Problème à résoudre: Prolongez la chronique sur la bande dessinée « Un pied au paradis » à partir de la dernière phrase donnée.

----- Texte fourni

UN PIED AU PARADIS


Un pied au paradis

Un pied au paradis
Scénario : Michele Foletti
d’après Ron Rash
Dessin : Michele Foletti
Éditeur : Sarbacane
176 pages
Prix : 26,00 €
Parution :  05 octobre 2022
ISBN 9782377317684

Ce qu’en dit l’éditeur

Oconee, comté rural des Appalaches du Sud, début des années 1950. Une ancienne terre cherokee, en passe d’être à jamais enlevée à ses habitants : la compagnie d’électricité Carolina Power rachète peu à peu tous les terrains de la vallée afin de construire une retenue d’eau, immense lac qui va recouvrir fermes et champs. Holland Winchester, vétéran de la Seconde Guerre mondiale, disparaît mystérieusement. Pour sa mère, elle en est sûre, il a été tué : elle ne l’a pas vu revenir à midi, mais a entendu le coup de feu chez le voisin, un paysan pauvre sur le point d’être expulsé.
Le shérif Alexander, originaire du coin mais qui vit désormais en ville, retourne sur les terres de son enfance, et retrouve son accent et ses manières qu’il aurait mieux aimé oublier, pour tenter de démêler la vérité.

Paru il y a vingt ans aux Etats-Unis, « One Foot in Eden » était le premier roman du poète et nouvelliste Ron Rash dont les éditions Sarbacane avait déjà adapté « Serena » en 2018 avec le tandem Pandolfo Riksberg aux manettes. Cette fois, c’est le jeune bédéaste Michele Foletti qui s’y colle. La tâche lui aura pris plus de deux ans ; il faut avouer que le défi était de taille car Rash se donne pour chaque œuvre une contrainte d’écriture. Dans « Serena », il reprenait le modèle du drame shakespearien et faisait parler son héroïne en pentamètres iambiques (en V.O). Ici, il fonctionne davantage sur le modèle de la tragédie grecque et fait venir tour à tour sur le devant de la scène ses cinq protagonistes pour donner dans une sorte de monologue leur point de vue sur l’affaire.

TRAGÉDIE ET CHŒUR ANTIQUE

En effet, « Un pied au paradis » est d’abord un polar rural. Nous sommes dans les Appalaches dans les années 50. Un certain Holland Winchester a disparu. Cela n’étonne en rien le shérif du comté, Will Alexander, habitué à coffrer ce vétéran de la guerre de Corée pour les rixes qu’il provoque dans les bars. Mais la mère du jeune homme en est certaine : son fils a été assassiné et selon elle le coupable est leur voisin Billy Holcombe qui n’aurait pas supporté que sa femme Amy le trompe avec Holland.

----------
----- Données répertoriées

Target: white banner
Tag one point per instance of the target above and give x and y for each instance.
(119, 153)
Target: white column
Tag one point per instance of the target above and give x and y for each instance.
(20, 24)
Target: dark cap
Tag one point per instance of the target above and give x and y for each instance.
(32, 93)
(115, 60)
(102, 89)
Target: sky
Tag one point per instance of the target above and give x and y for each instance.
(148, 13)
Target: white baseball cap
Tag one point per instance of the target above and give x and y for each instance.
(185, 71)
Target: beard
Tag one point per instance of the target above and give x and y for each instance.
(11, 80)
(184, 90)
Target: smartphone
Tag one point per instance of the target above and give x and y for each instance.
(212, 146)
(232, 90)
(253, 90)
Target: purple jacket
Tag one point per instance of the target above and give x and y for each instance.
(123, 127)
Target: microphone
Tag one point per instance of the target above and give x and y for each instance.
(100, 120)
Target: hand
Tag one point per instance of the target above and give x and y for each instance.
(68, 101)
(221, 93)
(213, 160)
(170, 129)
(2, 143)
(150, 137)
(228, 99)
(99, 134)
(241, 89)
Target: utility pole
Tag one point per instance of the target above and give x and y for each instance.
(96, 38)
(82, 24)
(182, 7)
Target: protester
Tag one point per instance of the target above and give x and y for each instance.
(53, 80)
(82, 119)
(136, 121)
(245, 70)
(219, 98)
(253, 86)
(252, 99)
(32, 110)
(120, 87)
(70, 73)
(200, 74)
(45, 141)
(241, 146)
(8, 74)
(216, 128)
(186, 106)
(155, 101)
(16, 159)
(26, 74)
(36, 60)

----------

Résultat obtenu:
Pourtant, l’essentiel de l’œuvre ne tient pas à la découverte du coupable ou de la façon dont il a fait disparaître le corps puisque cela est rapidement révélé au lecteur. Ce qui est important c’est l’évocation de la vie de personnages cabossés ; grâce au déploiement polyphonique, le lecteur est précipité dans un enfer de silences et de secrets. Le même évènement est raconté à des époques différentes par le shérif, Amy Holcombe la voisine, son mari Billy, leur fils Isaac et enfin l’adjoint du shérif. Chacun avec ses maux et ses mots. Rash prend soin de leur donner à tous une voix bien distincte: le shérif est lettré, Amy et Billy s’expriment avec des fautes de syntaxe et des formules imagées, leur fils a de l’aisance au contraire et de la répartie, tandis que Billy est un peu limité. La lumière éclate mais avec mille facettes. La jalousie, la vengeance, la souffrance apparaissent et finalement le drame se tisse inexorablement.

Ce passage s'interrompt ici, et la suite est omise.